» **Exercise objective**
Copy the data word for word, keeping every line.

» **Data to use**
— START —
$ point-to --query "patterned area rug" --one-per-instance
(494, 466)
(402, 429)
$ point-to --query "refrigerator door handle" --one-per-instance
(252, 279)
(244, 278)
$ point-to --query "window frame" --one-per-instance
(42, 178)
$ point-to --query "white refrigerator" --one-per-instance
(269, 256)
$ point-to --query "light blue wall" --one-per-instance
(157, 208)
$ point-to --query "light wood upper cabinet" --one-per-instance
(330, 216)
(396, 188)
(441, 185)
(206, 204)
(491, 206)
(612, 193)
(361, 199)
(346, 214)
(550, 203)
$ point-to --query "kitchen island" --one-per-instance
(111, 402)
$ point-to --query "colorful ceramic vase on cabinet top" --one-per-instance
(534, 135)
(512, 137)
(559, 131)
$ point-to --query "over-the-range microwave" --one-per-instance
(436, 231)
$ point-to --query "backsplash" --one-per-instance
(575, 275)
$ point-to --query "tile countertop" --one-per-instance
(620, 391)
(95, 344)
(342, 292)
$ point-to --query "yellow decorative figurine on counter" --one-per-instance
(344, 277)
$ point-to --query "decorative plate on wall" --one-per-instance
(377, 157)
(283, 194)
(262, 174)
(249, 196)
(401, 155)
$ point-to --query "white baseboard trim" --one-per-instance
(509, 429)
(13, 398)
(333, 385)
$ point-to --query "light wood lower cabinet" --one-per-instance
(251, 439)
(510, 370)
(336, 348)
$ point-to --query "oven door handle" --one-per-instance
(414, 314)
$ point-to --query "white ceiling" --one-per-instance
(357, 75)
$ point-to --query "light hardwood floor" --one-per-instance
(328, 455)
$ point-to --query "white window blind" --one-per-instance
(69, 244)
— END —
» **Exercise solution**
$ point-to --query "patterned area rug" --one-per-instance
(494, 466)
(402, 429)
$ point-to --query "refrigerator door handle" --one-per-instance
(252, 279)
(244, 278)
$ point-to --query "window frame" --one-per-instance
(42, 178)
$ point-to --query "white refrigerator" --one-per-instance
(269, 256)
$ point-to --query "light blue wall" --one-per-instance
(157, 208)
$ point-to --query "light wood upper cabinet" --one-per-instance
(330, 216)
(396, 188)
(441, 185)
(206, 204)
(491, 206)
(612, 193)
(361, 199)
(346, 214)
(550, 203)
$ point-to --query "kitchen island" --one-per-instance
(111, 402)
$ point-to --query "colorful ceramic vase on cabinet top" --one-per-instance
(534, 135)
(512, 137)
(559, 131)
$ point-to --query "over-the-range microwave" --one-per-instance
(436, 231)
$ point-to --query "backsplash" --one-per-instance
(575, 275)
$ point-to --query "tile countertop" --one-per-instance
(620, 391)
(95, 344)
(342, 292)
$ point-to --query "yellow decorative figurine on counter" --one-per-instance
(344, 277)
$ point-to --query "decorative plate on wall" --one-per-instance
(377, 157)
(283, 194)
(262, 174)
(249, 196)
(401, 155)
$ point-to --query "white baseboard trim" --one-per-instance
(509, 429)
(13, 398)
(333, 385)
$ point-to --query "light wood lower cabinet" --one-per-instance
(251, 439)
(510, 370)
(336, 348)
$ point-to --query "oven door handle" --one-per-instance
(414, 314)
$ point-to --query "white ceiling" --one-per-instance
(357, 75)
$ point-to --query "light hardwood floor" --one-per-instance
(328, 455)
$ point-to --query "white window blind" --one-per-instance
(69, 244)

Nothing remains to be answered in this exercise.